═══ Working data

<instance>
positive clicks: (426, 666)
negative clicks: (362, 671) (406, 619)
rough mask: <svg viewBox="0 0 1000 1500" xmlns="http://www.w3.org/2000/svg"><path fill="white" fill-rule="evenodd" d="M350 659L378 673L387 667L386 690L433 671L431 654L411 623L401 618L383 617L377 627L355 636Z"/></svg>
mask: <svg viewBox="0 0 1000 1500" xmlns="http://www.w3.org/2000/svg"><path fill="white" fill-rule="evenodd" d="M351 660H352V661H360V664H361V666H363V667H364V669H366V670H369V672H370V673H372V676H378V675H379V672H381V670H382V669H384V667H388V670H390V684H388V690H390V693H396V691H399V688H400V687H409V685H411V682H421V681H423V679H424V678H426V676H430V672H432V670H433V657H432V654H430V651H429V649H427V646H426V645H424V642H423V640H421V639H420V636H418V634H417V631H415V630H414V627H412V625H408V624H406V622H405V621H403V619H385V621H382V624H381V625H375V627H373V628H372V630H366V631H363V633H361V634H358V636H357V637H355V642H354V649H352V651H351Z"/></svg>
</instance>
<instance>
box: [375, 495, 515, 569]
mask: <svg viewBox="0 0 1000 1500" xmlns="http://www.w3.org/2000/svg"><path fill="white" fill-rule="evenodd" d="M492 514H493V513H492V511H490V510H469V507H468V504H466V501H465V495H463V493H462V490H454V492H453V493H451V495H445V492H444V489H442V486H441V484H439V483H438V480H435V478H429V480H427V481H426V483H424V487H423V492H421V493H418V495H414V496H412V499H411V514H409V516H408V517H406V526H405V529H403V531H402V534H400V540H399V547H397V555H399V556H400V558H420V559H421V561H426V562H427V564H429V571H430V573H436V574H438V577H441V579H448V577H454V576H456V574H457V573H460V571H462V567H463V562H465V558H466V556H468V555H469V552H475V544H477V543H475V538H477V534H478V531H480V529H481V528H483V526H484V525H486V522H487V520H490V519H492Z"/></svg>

══════

- **The task**: All records above must be set down exactly, please.

- **Exercise output**:
<instance>
positive clicks: (426, 666)
negative clicks: (362, 671) (406, 619)
rough mask: <svg viewBox="0 0 1000 1500" xmlns="http://www.w3.org/2000/svg"><path fill="white" fill-rule="evenodd" d="M350 659L378 673L387 667L386 690L433 671L431 654L411 623L401 618L383 617L377 627L355 636Z"/></svg>
mask: <svg viewBox="0 0 1000 1500" xmlns="http://www.w3.org/2000/svg"><path fill="white" fill-rule="evenodd" d="M351 660H352V661H360V664H361V666H363V667H364V669H366V670H369V672H370V673H372V676H378V675H379V672H381V670H382V669H384V667H388V670H390V684H388V690H390V693H396V691H399V688H400V687H409V685H411V682H421V681H423V679H424V678H426V676H430V672H432V670H433V657H432V654H430V651H429V649H427V646H426V645H424V642H423V640H421V639H420V636H418V634H417V631H415V630H414V627H412V625H408V624H406V622H405V621H403V619H385V621H382V624H381V625H375V627H373V628H372V630H366V631H363V633H361V634H358V636H357V637H355V642H354V649H352V651H351Z"/></svg>
</instance>
<instance>
box: [375, 495, 515, 569]
mask: <svg viewBox="0 0 1000 1500" xmlns="http://www.w3.org/2000/svg"><path fill="white" fill-rule="evenodd" d="M492 514H493V513H492V511H490V510H469V507H468V504H466V501H465V495H463V493H462V490H454V492H453V493H451V495H445V492H444V489H442V486H441V484H439V483H438V480H435V478H429V480H427V481H426V483H424V487H423V492H421V493H418V495H414V496H412V499H411V514H409V516H408V517H406V526H405V529H403V531H402V534H400V540H399V547H397V555H399V556H400V558H420V559H421V561H426V562H427V564H429V571H430V573H436V574H438V577H441V579H448V577H454V576H456V574H457V573H460V571H462V567H463V562H465V558H466V556H468V555H469V552H475V544H477V543H475V538H477V534H478V531H480V529H481V528H483V526H484V525H486V522H487V520H490V519H492Z"/></svg>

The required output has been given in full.